Text for analysis:
Content starts
Finding new owners to keep Topeka hospital open could be a challenge
The announcement that St. Francis Hospital in Topeka is in danger of closing has become the latest lens through which Kansas politicians are interpreting the state’s failure to expand Medicaid.
Democrats and some Republicans say they plan to put expansion back on the table when the Legislature comes back in May, after failing to override Gov. Sam Brownback’s veto last month.
“If this is happening in Topeka, this could happen to our city, our area,” said Sen. Barbara Bollier, a Mission Hills Republican and retired physician.
Other Republicans, like Rep. Dan Hawkins of Wichita, say their votes against expansion aren’t changing.
“It’s being used as great political folly to further the Medicaid expansion narrative,” Hawkins said. “But in the end, Medicaid expansion is not going to stop the decline of hospitals.”
Brownback said Tuesday that he and officials with the hospital’s parent company, SCL Health, are looking for a way to keep the facility open.
SCL Health CEO Mike Slubowski said the company is willing to donate it if a new owner can be found, but his company is focused on other markets.
“With or without another operator, however, SCL Health will cease operating the hospital this summer,” he said.
That leaves the hospital looking for a buyer. Medicaid expansion is a factor in those discussions, but so are other law changes and Topeka’s market limitations.
Content ends
Extracted entries:
Content starts
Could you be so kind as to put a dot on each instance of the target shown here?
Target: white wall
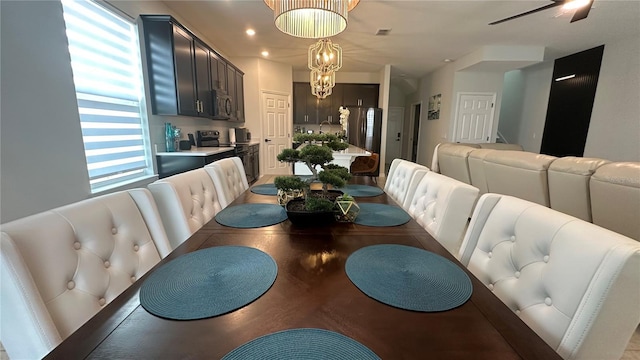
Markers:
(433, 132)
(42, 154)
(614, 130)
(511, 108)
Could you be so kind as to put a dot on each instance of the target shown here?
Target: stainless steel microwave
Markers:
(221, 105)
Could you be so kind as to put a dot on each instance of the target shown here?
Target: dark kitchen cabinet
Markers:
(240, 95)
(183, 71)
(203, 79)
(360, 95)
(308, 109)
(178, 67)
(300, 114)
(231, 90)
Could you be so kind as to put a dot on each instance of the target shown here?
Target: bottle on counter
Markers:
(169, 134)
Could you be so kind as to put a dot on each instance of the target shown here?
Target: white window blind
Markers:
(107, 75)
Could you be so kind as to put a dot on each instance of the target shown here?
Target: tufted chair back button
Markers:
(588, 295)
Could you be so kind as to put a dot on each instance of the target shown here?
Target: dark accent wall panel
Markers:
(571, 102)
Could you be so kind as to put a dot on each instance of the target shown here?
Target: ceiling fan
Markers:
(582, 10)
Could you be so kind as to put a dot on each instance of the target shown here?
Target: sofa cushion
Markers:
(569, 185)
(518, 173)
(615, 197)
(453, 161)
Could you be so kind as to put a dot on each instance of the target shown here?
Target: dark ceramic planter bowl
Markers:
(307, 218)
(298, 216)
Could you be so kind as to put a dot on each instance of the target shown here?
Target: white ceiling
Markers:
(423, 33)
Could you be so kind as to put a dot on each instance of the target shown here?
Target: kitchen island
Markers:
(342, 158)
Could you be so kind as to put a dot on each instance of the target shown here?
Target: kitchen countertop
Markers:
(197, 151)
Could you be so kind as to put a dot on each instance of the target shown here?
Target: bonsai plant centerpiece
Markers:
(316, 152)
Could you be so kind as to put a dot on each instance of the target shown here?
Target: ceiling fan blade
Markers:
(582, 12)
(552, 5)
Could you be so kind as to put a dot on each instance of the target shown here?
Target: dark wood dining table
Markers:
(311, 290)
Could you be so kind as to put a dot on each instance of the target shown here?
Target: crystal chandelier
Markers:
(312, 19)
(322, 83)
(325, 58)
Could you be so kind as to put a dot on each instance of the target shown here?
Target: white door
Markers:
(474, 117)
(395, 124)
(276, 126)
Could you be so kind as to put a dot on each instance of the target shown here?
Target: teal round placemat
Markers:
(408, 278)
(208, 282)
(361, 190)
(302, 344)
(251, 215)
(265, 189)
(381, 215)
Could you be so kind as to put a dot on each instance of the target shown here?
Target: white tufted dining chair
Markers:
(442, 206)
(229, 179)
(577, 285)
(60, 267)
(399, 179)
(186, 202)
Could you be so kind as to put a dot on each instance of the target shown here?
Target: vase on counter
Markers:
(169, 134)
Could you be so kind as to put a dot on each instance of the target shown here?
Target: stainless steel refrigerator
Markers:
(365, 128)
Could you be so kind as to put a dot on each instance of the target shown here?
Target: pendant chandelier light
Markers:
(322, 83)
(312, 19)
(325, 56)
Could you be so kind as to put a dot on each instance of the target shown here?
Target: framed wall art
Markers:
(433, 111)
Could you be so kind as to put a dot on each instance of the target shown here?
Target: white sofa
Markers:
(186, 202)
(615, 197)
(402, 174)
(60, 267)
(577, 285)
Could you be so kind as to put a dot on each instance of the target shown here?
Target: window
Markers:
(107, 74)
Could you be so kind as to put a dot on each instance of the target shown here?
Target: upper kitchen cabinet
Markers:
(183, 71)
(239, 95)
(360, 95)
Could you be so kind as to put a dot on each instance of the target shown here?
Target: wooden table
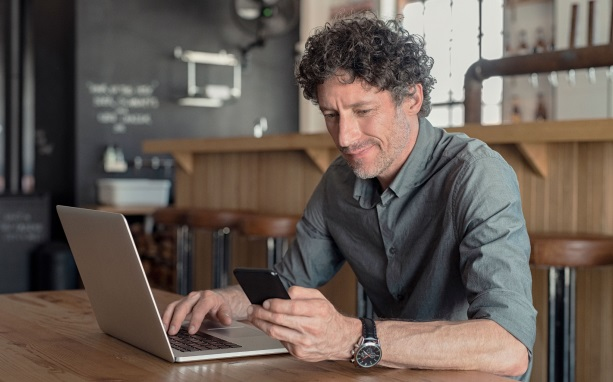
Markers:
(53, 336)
Content ends
Set of tasks:
1. According to the article on St. Francis Hospital, what did the CEO of SCL Health say the company is willing to do if a new owner can be found?
2. Continue the article on St. Francis Hospital, starting after its final sentence.

Results for the exercise:
1. SCL Health is willing to donate the hospital.

2.
Colorado-based SCL Health was formerly called the Sisters of Charity of Leavenworth Health System. It’s the same company that sold Providence Medical Center in Kansas City, Kan., and St. John Hospital in Leavenworth to California-based Prime Healthcare Services in 2013.
According to St. Francis’ latest available tax records, the hospital lost about $1.5 million in 2013, $6.2 million in 2014 and $12.5 million in 2015 and was carrying about $21 million in bad debt at the end of 2015. Slubowski said the financial picture was even worse in 2016.
That gave SCL Health a strong incentive to get the hospital off its books, even though the health system as a whole has a profit margin of almost 12 percent over the last four years. Moody’s Investors Service, a bond rating agency, said last year that SCL’s Aa3 rating depends on it maintaining that profit margin to pay down its “high debt service requirements,” and additional debt could mean a rating downgrade.
So SCL Health has been looking to sell St. Francis for more than a year, but it has been unable to find a buyer.
Holly Carnell, who studies hospital mergers and acquisitions for Chicago-based McGuireWoods, said the lack of Medicaid expansion in Kansas makes it a less attractive target. Expansion would extend Medicaid coverage to an estimated 150,000 Kansans, about half of whom are currently uninsured.
“I think any buyer is going to be looking at whether a target is located in an expansion state, especially if it is a safety-net hospital, because that fact is critical to the prospects of a hospital being long-term sustainable and profitable,” Carnell said.
But Carnell said expansion is more key for rural hospitals like Mercy Hospital in Independence, Kan., which closed last year.
Rex Burgdorfer, vice president of Juniper Advisory, which helps nonprofit health systems with mergers and acquisitions, said a bigger challenge for potential buyers of St. Francis is a strong local competitor, Stormont Vail Health System, which is gobbling up patient share and partnerships with local providers.
Burgdorfer said the Affordable Care Act changed hospital payments to “bundles” for treating conditions rather than fees for specific services. Hospitals also are penalized when patients are re-admitted for complications soon after they’re discharged.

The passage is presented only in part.